REQUIRED WORK:
The answer must be a bare number: the count of lines below that contain "black".

SUPPLIED RECORDS:
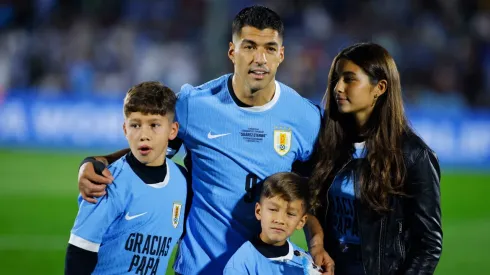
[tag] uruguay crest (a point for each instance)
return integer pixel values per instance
(282, 140)
(177, 207)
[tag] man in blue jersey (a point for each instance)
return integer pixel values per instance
(238, 129)
(135, 226)
(282, 208)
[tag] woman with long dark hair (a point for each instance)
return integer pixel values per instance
(377, 182)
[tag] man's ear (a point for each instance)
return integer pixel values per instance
(231, 52)
(258, 213)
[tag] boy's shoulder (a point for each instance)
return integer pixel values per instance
(241, 259)
(209, 88)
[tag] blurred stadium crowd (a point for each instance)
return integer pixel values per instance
(84, 47)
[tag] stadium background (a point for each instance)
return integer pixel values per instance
(65, 66)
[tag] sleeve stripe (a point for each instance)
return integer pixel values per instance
(83, 244)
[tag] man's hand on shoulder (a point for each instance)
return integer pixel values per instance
(93, 177)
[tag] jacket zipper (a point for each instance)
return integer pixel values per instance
(400, 230)
(356, 194)
(380, 251)
(328, 190)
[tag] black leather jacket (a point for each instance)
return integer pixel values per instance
(407, 240)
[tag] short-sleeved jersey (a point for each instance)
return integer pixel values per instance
(135, 226)
(232, 149)
(249, 261)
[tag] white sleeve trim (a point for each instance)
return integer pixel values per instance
(83, 244)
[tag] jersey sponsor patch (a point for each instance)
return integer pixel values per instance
(282, 140)
(176, 213)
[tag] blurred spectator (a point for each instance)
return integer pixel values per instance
(103, 47)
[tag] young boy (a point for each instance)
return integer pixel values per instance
(135, 226)
(283, 206)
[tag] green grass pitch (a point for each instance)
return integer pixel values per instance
(38, 204)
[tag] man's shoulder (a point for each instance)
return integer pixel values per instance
(211, 87)
(308, 107)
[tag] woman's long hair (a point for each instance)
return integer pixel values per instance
(384, 172)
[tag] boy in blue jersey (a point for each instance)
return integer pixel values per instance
(238, 129)
(283, 207)
(135, 226)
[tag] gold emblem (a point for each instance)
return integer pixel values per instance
(282, 140)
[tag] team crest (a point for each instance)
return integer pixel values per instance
(176, 213)
(282, 140)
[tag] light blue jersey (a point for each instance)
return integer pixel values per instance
(345, 227)
(249, 261)
(232, 149)
(135, 226)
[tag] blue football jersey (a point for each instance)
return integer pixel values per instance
(249, 261)
(344, 215)
(232, 149)
(135, 226)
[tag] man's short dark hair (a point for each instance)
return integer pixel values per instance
(259, 17)
(289, 187)
(150, 98)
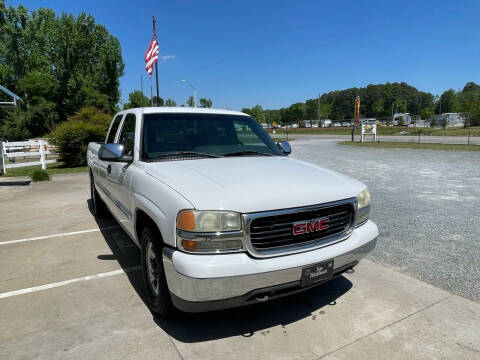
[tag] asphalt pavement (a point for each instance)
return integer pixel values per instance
(474, 140)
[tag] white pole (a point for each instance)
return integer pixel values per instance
(42, 155)
(194, 92)
(2, 170)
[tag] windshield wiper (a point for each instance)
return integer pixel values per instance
(247, 152)
(186, 153)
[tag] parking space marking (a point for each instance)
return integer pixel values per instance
(57, 235)
(67, 282)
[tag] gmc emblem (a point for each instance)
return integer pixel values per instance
(306, 227)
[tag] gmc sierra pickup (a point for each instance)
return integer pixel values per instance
(222, 215)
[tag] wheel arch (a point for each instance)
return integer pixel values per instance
(143, 219)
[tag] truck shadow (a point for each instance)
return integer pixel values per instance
(249, 320)
(243, 321)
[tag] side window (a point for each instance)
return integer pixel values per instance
(113, 129)
(127, 136)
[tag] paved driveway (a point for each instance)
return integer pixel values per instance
(70, 288)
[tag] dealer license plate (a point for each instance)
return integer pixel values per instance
(317, 273)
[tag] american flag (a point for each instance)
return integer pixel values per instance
(151, 56)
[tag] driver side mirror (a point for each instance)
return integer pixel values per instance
(113, 152)
(285, 147)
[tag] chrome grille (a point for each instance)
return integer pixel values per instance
(273, 231)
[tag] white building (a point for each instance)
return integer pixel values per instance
(402, 117)
(326, 123)
(452, 119)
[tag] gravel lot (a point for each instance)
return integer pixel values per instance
(426, 205)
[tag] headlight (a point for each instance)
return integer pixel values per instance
(363, 202)
(208, 221)
(209, 231)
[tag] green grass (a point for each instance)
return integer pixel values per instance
(52, 169)
(40, 175)
(385, 130)
(412, 145)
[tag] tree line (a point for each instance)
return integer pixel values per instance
(377, 101)
(57, 65)
(138, 99)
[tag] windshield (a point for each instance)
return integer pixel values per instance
(181, 135)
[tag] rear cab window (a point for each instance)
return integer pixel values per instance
(127, 134)
(113, 129)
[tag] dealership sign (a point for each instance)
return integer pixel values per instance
(369, 129)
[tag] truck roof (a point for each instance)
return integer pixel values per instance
(184, 110)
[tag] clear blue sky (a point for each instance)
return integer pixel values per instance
(274, 53)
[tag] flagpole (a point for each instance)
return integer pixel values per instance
(157, 103)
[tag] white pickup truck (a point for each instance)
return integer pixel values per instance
(222, 215)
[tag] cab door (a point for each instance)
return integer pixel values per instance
(101, 169)
(119, 174)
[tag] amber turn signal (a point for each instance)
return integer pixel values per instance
(189, 245)
(186, 221)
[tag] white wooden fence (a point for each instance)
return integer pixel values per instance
(25, 149)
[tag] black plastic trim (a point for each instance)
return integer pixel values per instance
(252, 297)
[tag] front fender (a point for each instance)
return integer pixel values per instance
(161, 204)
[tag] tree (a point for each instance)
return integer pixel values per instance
(448, 102)
(205, 103)
(400, 105)
(157, 101)
(57, 64)
(169, 102)
(378, 107)
(426, 113)
(136, 99)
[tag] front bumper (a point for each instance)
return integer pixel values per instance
(212, 282)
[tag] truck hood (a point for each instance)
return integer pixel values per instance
(251, 183)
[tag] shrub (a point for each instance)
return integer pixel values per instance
(40, 175)
(72, 136)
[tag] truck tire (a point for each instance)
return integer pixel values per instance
(99, 208)
(154, 280)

RESULT OF THE TASK:
2